▶ [Records for this exercise]

*** Block opens ***

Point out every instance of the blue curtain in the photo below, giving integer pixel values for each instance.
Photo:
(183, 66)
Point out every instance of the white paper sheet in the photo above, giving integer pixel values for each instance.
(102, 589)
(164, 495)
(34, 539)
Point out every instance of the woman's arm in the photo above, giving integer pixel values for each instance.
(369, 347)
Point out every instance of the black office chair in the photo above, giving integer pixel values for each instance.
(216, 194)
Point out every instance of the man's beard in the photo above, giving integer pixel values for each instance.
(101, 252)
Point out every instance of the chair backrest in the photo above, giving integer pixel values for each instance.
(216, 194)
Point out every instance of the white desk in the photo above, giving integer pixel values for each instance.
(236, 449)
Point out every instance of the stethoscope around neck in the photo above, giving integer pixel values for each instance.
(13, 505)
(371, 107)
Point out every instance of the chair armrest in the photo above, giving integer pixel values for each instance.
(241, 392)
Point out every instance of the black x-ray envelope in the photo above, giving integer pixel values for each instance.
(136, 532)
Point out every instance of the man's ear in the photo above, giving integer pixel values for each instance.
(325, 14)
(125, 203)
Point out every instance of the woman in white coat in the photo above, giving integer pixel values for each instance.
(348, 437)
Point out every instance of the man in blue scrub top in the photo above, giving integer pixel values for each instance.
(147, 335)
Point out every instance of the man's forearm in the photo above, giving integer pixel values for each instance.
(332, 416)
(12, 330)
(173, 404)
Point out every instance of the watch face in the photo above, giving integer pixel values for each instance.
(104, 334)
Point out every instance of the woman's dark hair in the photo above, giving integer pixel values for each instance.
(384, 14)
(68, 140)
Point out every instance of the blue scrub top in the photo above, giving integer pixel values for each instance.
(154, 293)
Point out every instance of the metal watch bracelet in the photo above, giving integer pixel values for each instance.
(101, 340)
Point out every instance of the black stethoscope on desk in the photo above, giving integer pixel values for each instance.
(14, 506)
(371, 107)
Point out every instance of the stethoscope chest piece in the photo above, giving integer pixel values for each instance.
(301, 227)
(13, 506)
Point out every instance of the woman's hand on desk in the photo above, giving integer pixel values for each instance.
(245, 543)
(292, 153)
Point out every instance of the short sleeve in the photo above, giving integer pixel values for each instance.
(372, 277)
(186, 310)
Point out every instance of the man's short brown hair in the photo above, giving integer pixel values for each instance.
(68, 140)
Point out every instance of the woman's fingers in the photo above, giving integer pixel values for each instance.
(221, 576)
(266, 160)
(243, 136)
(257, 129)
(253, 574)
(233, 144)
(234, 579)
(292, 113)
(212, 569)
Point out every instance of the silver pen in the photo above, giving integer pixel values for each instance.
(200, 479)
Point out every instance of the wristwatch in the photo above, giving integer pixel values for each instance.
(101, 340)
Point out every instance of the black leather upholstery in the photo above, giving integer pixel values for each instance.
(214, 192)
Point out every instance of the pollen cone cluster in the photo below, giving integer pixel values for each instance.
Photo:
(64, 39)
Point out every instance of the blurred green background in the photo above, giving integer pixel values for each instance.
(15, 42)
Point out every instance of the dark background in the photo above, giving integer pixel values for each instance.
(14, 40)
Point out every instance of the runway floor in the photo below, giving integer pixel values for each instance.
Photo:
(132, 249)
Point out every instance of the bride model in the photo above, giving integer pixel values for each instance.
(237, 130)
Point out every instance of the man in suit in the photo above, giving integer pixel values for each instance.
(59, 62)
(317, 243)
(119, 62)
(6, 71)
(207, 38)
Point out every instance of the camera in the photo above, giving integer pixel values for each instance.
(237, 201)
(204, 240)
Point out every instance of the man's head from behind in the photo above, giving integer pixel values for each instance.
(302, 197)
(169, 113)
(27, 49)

*** Block closes ***

Each line in the listing needs to be copied exactly.

Point out every instance of the blue curtain in the photo below, giving integer pixel values for each instance.
Photo:
(183, 66)
Point out every instance of the white paper sheet in the photo above, giving integer pixel values for each instance.
(102, 589)
(164, 495)
(34, 539)
Point out every instance of the woman's arm in the photo above, giving integer pixel values for each instance.
(369, 347)
Point out every instance of the black office chair in the photo above, giving integer pixel values for each instance.
(216, 194)
Point out every instance of the man's beard in the photo above, giving integer pixel values for each instance.
(101, 252)
Point out every instance of the chair backrest in the photo above, giving integer pixel values for each instance.
(216, 194)
Point out every instance of the white desk in the photo above, giving integer pixel values for each instance.
(236, 449)
Point out every instance of the stethoscope around neck in the photo above, giving integer pixel values for each instance.
(13, 505)
(371, 107)
Point out every instance of the chair armrest in the photo above, giving integer pixel values for each instance.
(241, 392)
Point out every instance of the black x-ray envelope in the photo above, giving integer pixel values for each instance.
(136, 532)
Point out every instance of the man's ear in the photo above, giving integer pixel values for each instance.
(325, 14)
(125, 203)
Point out every instance of the woman in white coat in the photo above, giving integer pixel values for each instance.
(348, 437)
Point out every instance of the man in blue scrub top in the photo above, giving integer pixel values for each instance.
(147, 335)
Point out every instance of the man's forearm in the photo above, giving integer pixel values for each instance.
(332, 416)
(12, 330)
(173, 404)
Point out every instance of the watch face in the photo above, giving integer pixel values for each instance.
(104, 334)
Point out every instance of the woman's dark hair in the photo above, giving integer pixel values for each instance.
(384, 14)
(68, 140)
Point out every instance of the blue scrub top in the photo above, giving integer pixel values for each instance.
(154, 293)
Point out every instance of the metal watch bracelet in the photo above, giving integer pixel values for each instance.
(101, 340)
Point out every instance of the black stethoscope on desk in the photo above, giving integer pixel values for each instance.
(14, 506)
(371, 107)
Point out every instance of the stethoscope chest piece in the photo above, giving integer pixel values for each instance.
(301, 227)
(13, 506)
Point out every instance of the woman's hand on desk in the photo above, giving integer pixel values for each instance.
(245, 543)
(292, 153)
Point out every instance of the short sleeve in the photo above, giving integer pixel values for each instance.
(372, 277)
(186, 310)
Point out every instance of the man's short brown hair in the photo above, giving integer pixel values for each instance.
(68, 140)
Point out every instance of the woman's fingers in the photo above, giving integer pixel values for each instance.
(221, 576)
(266, 160)
(243, 136)
(257, 129)
(253, 574)
(233, 144)
(234, 579)
(292, 113)
(212, 569)
Point out every instance of the silver pen in the photo above, giving integer pixel values for each instance.
(200, 479)
Point out every instance of the wristwatch in the photo above, giving integer pixel values for each instance.
(101, 340)
Point out every instance of the black leather upholstery in the photo above, giving integer pixel values for each instance.
(214, 192)
Point out every instance of the pollen cone cluster in the photo below, giving integer pixel values for each instance.
Photo:
(64, 39)
Point out every instance of the blurred green background in the photo above, giving integer pixel values for each instance.
(15, 42)
Point out every instance of the dark background in the photo above, giving integer pixel values for each instance.
(14, 40)
Point out every instance of the runway floor in the photo below, giving integer pixel values for each instance.
Photo:
(132, 249)
Point out every instance of the bride model in the photo above, giving integer pixel values for each instance.
(237, 130)
Point out every instance of the man in suit in the photo above, giving integer pixel values for each instance.
(59, 62)
(317, 243)
(119, 62)
(6, 71)
(207, 38)
Point out every instance of the camera in the photo above, giving integer pixel values for each instance.
(237, 201)
(204, 240)
Point out every instance of the man's head from behind in the photo above, giving integer pixel values for each instance.
(302, 197)
(169, 113)
(27, 49)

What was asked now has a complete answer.